- _ESTRATTO DEL DOCUMENTO_:
* * *

Gli iPad delle ultime generazioni hanno abbastanza potenza e una qualità grafica da superare senza problemi in capacità di coinvolgere le console giochi portatili, e ormai anche i fanatici delle console hanno capito che per certi tipi di videogiochi il (non tanto) piccolo schermo dell’iPad basta e avanza, complice anche il fatto che il multiplayer online si è diffuso e affermato pure sul tablet di Apple. Sull’App Store ci sono migliaia di giochi, ma non tutti sono in grado di spiccare allo stesso modo: qui ne descriviamo una quindicina tra i più significativi degli ultimi mesi (e non solo), segnalando quelli che secondo noi hanno dimostrato di avere una marcia in più per qualità grafica, originalità del gameplay o concezione di fondo.

* * *

- _DETTAGLI DEL COMPITO_: Trascrivi per intero il testo sui giochi per iPad, parola per parola. Basati soltanto su questo testo.

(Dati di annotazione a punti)
* * *

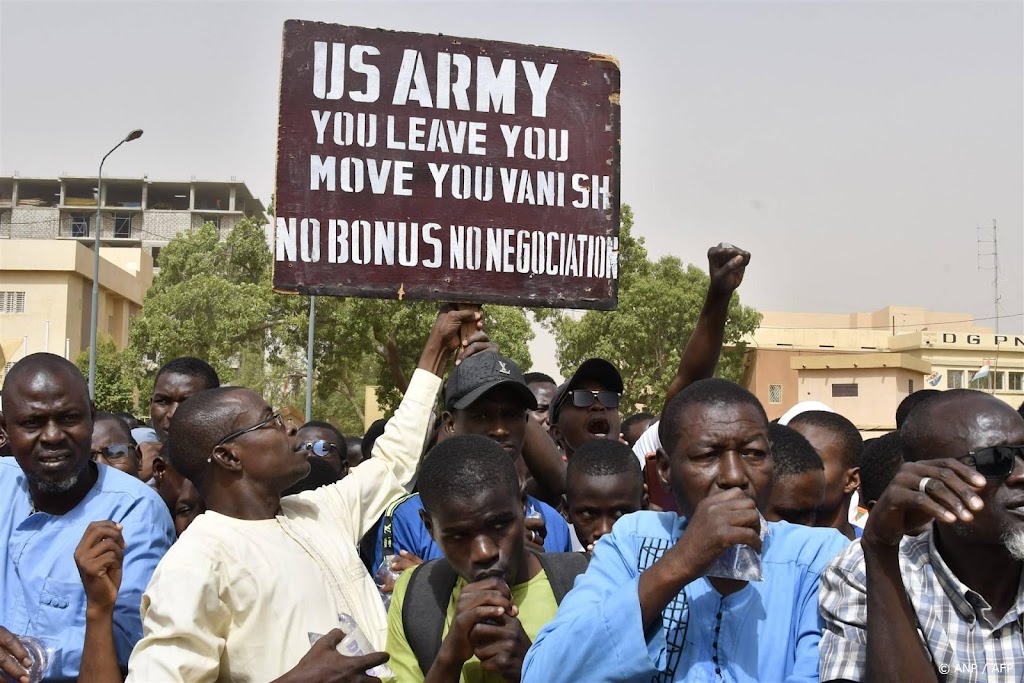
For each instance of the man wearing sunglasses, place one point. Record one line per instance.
(586, 408)
(324, 441)
(113, 444)
(240, 595)
(947, 604)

* * *

- _RISULTATO ESERCIZIO_:
Gli iPad delle ultime generazioni hanno abbastanza potenza e una qualità grafica da superare senza problemi in capacità di coinvolgere le console giochi portatili, e ormai anche i fanatici delle console hanno capito che per certi tipi di videogiochi il (non tanto) piccolo schermo dell’iPad basta e avanza, complice anche il fatto che il multiplayer online si è diffuso e affermato pure sul tablet di Apple. Sull’App Store ci sono migliaia di giochi, ma non tutti sono in grado di spiccare allo stesso modo: qui ne descriviamo una quindicina tra i più significativi degli ultimi mesi (e non solo), segnalando quelli che secondo noi hanno dimostrato di avere una marcia in più per qualità grafica, originalità del gameplay o concezione di fondo.